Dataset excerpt
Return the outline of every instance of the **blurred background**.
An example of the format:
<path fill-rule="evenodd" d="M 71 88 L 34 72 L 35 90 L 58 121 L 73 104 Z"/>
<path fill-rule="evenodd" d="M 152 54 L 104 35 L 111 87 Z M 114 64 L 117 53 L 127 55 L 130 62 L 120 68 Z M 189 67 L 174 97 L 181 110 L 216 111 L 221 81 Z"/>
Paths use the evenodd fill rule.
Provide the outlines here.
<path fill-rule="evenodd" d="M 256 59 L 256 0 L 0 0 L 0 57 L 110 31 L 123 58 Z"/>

• Set exercise
Rewrite the entries above with "blurred background" swapped for "out-of-focus background" and everything else kept the same.

• Output for this exercise
Return the outline of every instance of the **out-of-focus background**.
An example of the format:
<path fill-rule="evenodd" d="M 71 88 L 34 72 L 35 90 L 58 121 L 73 104 Z"/>
<path fill-rule="evenodd" d="M 152 54 L 104 35 L 111 87 Z M 114 64 L 117 53 L 127 55 L 130 62 L 120 68 Z M 189 67 L 174 97 L 181 110 L 216 111 L 221 81 Z"/>
Paths use the evenodd fill rule.
Provide the outlines here.
<path fill-rule="evenodd" d="M 256 59 L 256 0 L 0 0 L 0 57 L 110 31 L 123 58 Z"/>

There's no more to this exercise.